SUPPLIED ENTRIES -
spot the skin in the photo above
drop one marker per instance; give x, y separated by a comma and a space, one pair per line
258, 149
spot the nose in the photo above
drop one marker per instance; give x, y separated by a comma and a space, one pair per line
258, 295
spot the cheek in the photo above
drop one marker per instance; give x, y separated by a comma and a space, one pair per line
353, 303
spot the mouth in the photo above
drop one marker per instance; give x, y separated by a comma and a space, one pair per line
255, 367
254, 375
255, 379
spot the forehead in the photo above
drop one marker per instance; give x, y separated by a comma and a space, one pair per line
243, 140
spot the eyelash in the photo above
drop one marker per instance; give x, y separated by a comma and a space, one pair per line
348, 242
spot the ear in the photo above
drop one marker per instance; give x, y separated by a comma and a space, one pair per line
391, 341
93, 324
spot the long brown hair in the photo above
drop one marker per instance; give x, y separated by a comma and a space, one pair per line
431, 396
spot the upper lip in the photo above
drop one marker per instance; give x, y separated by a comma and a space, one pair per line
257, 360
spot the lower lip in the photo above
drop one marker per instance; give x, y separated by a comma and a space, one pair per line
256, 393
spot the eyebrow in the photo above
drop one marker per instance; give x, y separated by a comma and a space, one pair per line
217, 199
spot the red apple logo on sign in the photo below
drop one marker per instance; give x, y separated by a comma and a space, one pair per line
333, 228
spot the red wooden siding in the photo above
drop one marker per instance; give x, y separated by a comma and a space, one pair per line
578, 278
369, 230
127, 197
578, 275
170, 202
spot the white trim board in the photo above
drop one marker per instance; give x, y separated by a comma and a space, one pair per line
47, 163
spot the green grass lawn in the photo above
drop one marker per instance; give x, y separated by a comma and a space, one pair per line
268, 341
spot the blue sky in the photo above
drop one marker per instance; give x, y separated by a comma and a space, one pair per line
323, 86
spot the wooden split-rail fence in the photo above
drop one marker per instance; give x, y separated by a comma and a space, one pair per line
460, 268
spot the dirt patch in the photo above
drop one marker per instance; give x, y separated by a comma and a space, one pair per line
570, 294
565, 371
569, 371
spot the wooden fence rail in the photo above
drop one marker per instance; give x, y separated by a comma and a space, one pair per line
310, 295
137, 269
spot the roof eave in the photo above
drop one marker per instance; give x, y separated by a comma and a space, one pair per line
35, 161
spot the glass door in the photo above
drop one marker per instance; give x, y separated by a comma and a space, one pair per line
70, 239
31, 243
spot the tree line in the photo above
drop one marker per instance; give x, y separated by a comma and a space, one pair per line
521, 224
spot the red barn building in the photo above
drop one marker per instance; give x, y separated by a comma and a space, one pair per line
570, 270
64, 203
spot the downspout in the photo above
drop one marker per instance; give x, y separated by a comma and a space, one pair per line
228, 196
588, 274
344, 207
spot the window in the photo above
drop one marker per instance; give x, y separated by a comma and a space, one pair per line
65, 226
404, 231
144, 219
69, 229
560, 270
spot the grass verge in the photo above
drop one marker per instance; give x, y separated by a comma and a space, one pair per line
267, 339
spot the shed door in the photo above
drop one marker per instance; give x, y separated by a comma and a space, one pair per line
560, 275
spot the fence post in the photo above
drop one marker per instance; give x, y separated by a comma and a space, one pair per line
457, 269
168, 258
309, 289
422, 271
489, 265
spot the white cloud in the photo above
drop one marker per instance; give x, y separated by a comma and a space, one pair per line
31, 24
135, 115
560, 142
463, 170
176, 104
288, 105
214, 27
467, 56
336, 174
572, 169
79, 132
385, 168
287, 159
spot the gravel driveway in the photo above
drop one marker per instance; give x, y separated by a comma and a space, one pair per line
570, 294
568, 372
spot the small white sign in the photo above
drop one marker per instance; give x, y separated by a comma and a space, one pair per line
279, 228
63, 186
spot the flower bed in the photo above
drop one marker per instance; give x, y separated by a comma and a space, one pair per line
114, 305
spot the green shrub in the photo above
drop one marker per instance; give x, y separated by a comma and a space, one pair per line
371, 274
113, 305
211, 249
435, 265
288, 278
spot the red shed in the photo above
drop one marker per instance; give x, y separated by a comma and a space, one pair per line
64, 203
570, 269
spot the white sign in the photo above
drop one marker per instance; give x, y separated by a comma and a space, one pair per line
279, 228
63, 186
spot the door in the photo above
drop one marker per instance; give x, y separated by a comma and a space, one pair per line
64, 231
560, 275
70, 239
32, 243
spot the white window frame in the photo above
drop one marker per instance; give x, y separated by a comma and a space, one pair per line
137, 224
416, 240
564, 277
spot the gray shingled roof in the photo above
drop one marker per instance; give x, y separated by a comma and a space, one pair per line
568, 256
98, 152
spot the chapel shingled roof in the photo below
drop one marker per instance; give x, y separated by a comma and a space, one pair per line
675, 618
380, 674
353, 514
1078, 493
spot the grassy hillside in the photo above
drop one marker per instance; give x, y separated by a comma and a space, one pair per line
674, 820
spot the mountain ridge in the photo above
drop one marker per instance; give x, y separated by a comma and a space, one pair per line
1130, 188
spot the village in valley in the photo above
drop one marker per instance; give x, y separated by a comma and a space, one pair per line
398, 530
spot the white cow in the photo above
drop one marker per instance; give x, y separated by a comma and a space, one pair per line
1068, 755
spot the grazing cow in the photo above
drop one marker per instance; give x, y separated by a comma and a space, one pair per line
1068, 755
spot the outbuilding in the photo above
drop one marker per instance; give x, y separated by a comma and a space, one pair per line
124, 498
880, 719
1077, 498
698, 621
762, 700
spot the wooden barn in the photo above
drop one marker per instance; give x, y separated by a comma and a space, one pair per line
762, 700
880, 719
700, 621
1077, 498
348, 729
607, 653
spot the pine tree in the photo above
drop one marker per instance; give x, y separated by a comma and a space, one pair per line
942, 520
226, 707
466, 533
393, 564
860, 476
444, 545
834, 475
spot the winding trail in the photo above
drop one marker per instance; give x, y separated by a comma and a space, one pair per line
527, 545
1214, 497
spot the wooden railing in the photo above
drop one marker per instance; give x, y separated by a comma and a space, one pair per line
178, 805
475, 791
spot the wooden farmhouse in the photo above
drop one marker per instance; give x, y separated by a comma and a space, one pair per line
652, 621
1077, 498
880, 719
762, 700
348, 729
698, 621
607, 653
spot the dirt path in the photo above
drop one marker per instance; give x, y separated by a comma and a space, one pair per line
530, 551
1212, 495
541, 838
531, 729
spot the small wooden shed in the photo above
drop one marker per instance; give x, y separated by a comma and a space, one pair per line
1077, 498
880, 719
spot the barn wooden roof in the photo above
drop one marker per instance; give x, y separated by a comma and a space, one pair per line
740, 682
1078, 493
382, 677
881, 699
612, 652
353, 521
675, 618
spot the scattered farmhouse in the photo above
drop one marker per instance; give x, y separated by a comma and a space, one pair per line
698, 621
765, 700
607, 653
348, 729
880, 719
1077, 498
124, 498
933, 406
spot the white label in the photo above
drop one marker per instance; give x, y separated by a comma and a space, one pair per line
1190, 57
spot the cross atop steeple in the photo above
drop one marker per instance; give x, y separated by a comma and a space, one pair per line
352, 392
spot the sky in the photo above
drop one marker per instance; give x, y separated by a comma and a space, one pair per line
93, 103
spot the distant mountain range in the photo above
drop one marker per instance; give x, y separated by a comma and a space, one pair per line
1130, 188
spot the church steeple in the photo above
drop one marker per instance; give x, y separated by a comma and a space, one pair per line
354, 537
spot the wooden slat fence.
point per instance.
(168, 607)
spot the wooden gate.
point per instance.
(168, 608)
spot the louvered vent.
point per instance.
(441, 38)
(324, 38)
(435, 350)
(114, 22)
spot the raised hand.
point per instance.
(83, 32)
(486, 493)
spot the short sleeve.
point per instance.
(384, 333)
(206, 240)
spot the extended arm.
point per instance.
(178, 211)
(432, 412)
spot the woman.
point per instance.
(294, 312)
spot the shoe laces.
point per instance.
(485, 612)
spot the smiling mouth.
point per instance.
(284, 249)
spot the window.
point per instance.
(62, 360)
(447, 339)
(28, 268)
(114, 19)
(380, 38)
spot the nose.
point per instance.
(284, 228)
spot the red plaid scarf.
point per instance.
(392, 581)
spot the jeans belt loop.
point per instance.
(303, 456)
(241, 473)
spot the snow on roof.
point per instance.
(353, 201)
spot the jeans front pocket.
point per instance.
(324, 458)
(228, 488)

WORK ITEM -
Reply with an exact copy of the lines running from the one containing "spot the extended arm." through the end of the entries above, both ends included.

TASK RESULT -
spot the extended arm.
point per instance.
(178, 211)
(432, 412)
spot the woman.
point per instance.
(294, 312)
spot the shoe laces.
point per instance.
(485, 612)
spot the smiling mouth.
point per instance.
(284, 249)
spot the window.
point per instance.
(62, 360)
(447, 339)
(28, 268)
(114, 19)
(380, 38)
spot the nose.
point per instance.
(284, 228)
spot the red plaid scarf.
point per instance.
(392, 581)
spot the jeans belt loop.
point per instance.
(303, 456)
(241, 473)
spot the snow on roof.
point per instance.
(353, 201)
spot the jeans front pocket.
point per instance.
(324, 458)
(228, 488)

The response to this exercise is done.